9.19.2014

Observing Communication

This week we were asked to observe an adult and young child communicating in a real-world setting and reflect on the experience. For this assignment, I observed one of the toddler teachers, Mrs. Susie, and her interaction with the children in her classroom. Susie's classroom consists of 12 children, ages 2 - 2 1/2. She has a co-teacher that assists her during the day. Here is what I observed:

Ben and Alyssa, both two year olds in Mrs. Susie's class, were lined up outside, getting ready to come inside and wash their hands. Ben got restless and started pushing on Alyssa. Alyssa obviously did not like this and began pushing Ben back. They were going back and forth for a few seconds, pushing each other and squealing, when Mrs. Susie immediately intervened. Susie walked over to the children and took Ben's hand, leading him away from Alyssa so that he could not touch her. She squatted down to their level and spoke with both children, stating "pushing our friends is not okay because it could hurt them. If we put our hands on our friends, it should be to use gentle touches, like giving a hug. Ben, can you show me what a gentle touch looks like? Good job! Alyssa, can you show me what a gentle touch looks like? Great! Let's practice together, Ben, can you give Alyssa a gentle touch? Awesome! That is exactly the way we should touch our friends, through gentle touches. If someone is putting their hands on you and you don't like it, you should use your words and say "please stop - I don't like it!." Let's practice saying that. Great job Ben and Alyssa!"

Reflecting back on what I observed from Mrs. Susie, I can not think of one single thing that needs to be done differently. It is blatantly obvious that Susie is a master at what she does and using DAP language and techniques. Getting down on the children's level and explaining the situation were excellent. Having the children demonstrate what you expect of them and reinforcing it with praise, even better. I don't think that there is anything that Susie could have done to make the communication more effective. I am proud to have her as a teacher at my school.

* * * * * * * * *

STATED EXERCISE 1
Identify each line in the listing below that contains the string "grass", and copy those lines.
The classroom observation and the listing come from unrelated sources.

INPUT ROWS
* * * * * * * * *

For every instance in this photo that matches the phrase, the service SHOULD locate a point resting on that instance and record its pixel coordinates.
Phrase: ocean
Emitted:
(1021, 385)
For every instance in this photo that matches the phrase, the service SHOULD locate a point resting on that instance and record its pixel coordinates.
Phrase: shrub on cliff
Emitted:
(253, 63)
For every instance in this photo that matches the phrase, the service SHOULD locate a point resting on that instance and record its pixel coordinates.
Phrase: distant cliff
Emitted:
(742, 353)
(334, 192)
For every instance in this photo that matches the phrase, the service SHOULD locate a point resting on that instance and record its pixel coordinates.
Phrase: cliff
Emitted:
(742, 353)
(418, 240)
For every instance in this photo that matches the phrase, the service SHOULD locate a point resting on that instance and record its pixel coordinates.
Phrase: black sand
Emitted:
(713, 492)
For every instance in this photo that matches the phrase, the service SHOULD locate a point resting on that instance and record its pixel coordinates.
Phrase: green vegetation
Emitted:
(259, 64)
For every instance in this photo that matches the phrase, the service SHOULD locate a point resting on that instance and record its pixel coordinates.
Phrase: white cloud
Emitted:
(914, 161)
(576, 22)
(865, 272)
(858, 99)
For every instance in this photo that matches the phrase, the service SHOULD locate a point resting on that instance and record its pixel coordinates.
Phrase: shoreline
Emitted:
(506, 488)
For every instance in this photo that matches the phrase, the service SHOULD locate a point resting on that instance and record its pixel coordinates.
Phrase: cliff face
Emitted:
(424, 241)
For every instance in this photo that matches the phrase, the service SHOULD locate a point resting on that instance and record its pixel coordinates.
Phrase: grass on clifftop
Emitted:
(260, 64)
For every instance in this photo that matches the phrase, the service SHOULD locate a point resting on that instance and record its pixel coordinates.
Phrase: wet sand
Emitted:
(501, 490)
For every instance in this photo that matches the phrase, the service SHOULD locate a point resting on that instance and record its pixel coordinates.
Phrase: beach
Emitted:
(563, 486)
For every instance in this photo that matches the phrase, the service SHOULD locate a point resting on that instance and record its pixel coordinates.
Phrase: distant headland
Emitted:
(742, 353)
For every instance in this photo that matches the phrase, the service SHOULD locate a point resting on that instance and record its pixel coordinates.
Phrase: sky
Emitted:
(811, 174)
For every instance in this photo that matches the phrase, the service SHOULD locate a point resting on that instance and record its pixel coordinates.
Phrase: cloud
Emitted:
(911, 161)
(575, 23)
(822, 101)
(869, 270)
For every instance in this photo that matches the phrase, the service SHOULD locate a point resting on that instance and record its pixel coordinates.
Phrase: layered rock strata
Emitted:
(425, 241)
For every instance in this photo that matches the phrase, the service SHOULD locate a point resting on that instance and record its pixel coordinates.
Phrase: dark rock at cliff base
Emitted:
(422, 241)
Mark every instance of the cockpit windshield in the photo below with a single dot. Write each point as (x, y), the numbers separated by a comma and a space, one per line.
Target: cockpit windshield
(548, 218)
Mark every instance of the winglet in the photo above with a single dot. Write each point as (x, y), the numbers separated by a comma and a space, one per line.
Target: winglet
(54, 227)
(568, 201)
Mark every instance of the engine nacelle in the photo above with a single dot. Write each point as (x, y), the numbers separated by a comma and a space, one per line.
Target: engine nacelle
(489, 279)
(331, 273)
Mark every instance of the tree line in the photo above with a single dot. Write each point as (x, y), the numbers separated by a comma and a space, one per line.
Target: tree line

* * * * * * * * *

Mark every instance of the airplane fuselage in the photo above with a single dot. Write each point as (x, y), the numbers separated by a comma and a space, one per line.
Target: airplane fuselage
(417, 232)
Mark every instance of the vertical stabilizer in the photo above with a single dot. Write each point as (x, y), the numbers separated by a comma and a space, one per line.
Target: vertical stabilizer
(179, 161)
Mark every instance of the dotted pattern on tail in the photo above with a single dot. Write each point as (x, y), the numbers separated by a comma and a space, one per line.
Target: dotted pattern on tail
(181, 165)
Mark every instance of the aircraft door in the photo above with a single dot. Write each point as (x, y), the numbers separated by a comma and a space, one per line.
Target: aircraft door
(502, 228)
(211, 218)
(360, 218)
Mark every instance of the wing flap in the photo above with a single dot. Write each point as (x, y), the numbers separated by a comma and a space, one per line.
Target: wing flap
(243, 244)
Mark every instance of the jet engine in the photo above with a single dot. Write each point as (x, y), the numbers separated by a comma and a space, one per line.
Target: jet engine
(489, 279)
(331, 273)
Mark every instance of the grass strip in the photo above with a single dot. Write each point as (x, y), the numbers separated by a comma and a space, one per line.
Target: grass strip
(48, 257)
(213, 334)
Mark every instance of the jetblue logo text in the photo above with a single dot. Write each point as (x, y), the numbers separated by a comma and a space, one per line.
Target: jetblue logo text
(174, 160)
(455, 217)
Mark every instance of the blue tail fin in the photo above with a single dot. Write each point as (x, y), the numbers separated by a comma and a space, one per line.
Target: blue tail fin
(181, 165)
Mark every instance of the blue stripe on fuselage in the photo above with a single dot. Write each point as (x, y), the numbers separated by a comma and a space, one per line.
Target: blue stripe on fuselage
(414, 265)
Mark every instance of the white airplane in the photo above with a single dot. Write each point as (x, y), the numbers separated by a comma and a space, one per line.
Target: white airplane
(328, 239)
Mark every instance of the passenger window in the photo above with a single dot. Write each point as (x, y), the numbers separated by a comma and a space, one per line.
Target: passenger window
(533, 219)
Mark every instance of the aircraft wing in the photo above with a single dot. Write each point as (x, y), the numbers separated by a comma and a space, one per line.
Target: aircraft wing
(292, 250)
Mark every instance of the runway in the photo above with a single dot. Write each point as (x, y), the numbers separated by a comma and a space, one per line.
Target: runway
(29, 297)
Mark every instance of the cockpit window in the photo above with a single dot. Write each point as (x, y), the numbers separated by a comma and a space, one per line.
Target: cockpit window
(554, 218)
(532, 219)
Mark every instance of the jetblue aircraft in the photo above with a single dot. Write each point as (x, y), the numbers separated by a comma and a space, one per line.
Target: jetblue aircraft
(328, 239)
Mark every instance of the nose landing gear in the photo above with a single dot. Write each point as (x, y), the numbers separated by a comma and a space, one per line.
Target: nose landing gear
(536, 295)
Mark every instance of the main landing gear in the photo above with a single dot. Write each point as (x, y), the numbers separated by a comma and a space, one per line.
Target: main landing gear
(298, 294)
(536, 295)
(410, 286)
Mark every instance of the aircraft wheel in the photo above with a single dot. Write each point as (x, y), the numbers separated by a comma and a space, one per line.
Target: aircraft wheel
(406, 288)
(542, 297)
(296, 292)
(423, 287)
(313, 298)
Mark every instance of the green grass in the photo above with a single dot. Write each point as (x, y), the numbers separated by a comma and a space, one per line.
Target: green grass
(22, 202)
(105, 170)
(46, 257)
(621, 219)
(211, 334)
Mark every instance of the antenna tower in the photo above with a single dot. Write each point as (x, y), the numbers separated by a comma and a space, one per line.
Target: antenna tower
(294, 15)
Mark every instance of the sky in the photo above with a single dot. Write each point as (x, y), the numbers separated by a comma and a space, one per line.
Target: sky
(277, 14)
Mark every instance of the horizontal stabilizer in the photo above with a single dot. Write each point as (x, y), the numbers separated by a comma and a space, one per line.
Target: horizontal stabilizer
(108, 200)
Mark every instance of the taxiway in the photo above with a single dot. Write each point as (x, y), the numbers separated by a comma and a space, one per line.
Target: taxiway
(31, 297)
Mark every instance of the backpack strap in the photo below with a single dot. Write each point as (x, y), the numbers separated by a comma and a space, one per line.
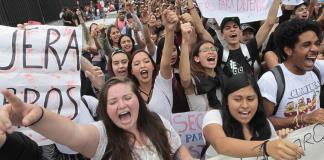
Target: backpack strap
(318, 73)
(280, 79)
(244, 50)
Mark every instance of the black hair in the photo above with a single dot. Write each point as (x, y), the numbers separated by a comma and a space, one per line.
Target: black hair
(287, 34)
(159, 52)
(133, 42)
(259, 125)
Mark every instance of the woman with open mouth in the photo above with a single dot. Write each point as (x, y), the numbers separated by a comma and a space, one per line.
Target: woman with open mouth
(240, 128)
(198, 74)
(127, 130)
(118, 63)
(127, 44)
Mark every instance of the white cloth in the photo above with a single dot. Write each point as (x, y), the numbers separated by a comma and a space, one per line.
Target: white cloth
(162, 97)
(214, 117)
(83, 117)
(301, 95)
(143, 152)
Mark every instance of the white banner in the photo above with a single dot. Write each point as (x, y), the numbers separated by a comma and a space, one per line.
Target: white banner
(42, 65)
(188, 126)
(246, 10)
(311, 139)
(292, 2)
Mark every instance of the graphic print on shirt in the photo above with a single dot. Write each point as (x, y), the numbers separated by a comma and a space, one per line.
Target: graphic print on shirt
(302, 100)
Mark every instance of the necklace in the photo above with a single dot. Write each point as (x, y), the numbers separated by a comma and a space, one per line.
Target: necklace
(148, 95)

* * * * * * * * *

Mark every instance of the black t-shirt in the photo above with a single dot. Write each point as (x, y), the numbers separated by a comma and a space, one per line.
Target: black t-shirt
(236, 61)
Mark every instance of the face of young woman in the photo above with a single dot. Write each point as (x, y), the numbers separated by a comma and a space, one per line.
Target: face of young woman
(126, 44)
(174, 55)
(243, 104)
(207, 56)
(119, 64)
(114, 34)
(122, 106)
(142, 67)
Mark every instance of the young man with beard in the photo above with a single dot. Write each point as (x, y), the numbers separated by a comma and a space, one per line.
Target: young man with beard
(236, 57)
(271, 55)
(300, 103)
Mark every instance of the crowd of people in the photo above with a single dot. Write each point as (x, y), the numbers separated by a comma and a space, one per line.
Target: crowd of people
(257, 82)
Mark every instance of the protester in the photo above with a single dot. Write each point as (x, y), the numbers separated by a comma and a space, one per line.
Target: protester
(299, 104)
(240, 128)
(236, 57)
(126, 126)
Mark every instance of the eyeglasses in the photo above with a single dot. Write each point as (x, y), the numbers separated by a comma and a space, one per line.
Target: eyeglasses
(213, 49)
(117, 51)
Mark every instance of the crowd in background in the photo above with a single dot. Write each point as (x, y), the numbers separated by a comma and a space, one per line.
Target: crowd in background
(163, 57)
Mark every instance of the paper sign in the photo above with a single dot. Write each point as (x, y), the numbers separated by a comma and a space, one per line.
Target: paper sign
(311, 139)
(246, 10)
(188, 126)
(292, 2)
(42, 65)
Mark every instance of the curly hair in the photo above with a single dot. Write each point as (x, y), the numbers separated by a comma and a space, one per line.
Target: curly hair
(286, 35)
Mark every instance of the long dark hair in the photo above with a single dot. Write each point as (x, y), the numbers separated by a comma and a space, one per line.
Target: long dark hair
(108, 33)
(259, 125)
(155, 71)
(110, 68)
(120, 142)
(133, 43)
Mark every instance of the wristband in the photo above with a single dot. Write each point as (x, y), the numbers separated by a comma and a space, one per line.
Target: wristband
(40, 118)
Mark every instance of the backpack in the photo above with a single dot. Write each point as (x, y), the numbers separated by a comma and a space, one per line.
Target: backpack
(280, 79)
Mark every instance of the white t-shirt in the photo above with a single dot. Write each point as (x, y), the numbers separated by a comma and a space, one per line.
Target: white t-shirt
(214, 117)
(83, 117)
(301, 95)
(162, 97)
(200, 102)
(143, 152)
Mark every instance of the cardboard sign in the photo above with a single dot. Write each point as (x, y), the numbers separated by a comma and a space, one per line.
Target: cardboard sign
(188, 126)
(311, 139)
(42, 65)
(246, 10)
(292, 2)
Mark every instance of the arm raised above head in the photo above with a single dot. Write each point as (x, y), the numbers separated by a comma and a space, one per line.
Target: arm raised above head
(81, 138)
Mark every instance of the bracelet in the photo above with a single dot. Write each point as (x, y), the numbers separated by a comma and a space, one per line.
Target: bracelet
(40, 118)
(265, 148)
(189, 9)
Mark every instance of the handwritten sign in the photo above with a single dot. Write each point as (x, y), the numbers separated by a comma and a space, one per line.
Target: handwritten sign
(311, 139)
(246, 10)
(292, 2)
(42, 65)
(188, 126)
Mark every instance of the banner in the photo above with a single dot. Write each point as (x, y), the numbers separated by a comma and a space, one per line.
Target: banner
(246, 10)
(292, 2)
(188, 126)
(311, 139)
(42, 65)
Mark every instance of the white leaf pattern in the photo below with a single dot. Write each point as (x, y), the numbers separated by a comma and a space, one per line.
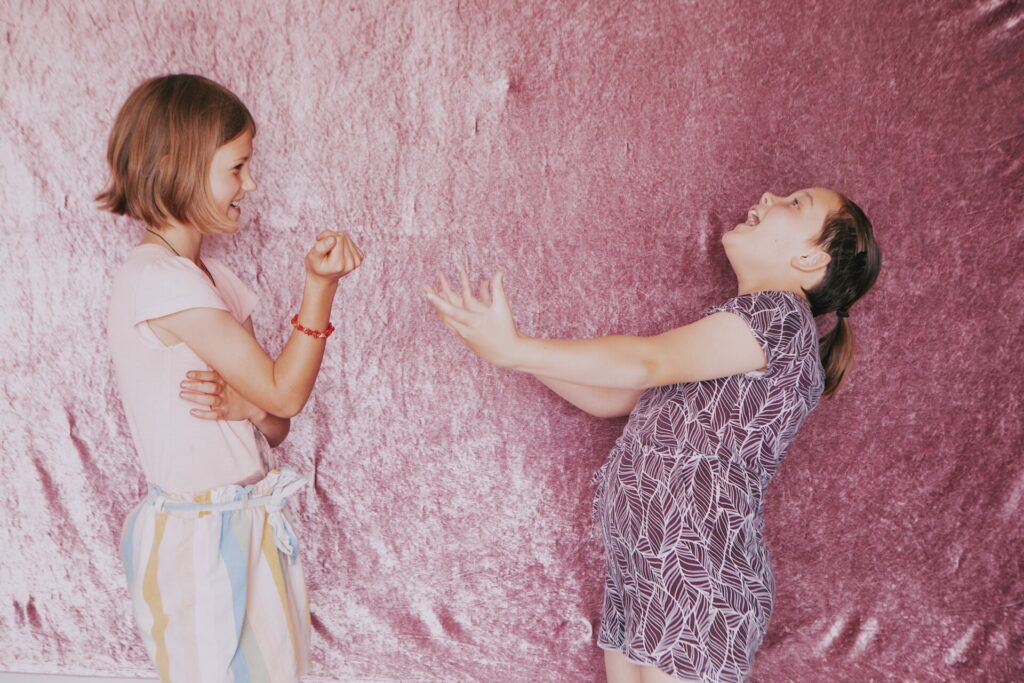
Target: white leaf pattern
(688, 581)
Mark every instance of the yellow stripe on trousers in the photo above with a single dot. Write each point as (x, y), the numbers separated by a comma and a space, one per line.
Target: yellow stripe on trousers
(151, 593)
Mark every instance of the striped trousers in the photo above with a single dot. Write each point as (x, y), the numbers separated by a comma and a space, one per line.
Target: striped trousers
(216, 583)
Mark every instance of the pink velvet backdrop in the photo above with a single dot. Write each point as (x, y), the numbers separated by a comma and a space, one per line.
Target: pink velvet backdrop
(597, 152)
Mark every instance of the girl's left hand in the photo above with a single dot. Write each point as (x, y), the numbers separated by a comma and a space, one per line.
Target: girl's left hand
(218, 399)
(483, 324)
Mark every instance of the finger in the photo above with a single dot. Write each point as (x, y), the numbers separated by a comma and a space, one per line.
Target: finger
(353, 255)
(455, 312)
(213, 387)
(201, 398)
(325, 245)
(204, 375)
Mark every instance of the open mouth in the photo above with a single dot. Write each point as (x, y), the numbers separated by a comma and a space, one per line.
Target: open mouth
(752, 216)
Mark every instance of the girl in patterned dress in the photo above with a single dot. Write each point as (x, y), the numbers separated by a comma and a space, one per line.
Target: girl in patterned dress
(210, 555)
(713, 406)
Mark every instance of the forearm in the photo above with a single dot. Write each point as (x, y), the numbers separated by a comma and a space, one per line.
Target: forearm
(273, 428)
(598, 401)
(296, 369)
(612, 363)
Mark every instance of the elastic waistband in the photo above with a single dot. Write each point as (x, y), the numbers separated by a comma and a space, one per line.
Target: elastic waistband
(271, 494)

* * * * * * * * *

STATED EXERCISE 2
Copy the classroom observation word for word from "Reflecting back on" to "at my school.".

RIGHT ANSWER 1
Phrase: grass on clifftop
Mark every instance of the grass strip in the photo above with a single dot. Write each point as (x, y), the numbers separated by a comma and a space, one per line.
Target: grass strip
Mark every instance of the green grass in the photo above with a single dot. Write each point as (x, y), the numbers separated by a comma and a space, one per line.
Target: green grass

RIGHT ANSWER 2
Reflecting back on what I observed from Mrs. Susie, I can not think of one single thing that needs to be done differently. It is blatantly obvious that Susie is a master at what she does and using DAP language and techniques. Getting down on the children's level and explaining the situation were excellent. Having the children demonstrate what you expect of them and reinforcing it with praise, even better. I don't think that there is anything that Susie could have done to make the communication more effective. I am proud to have her as a teacher at my school.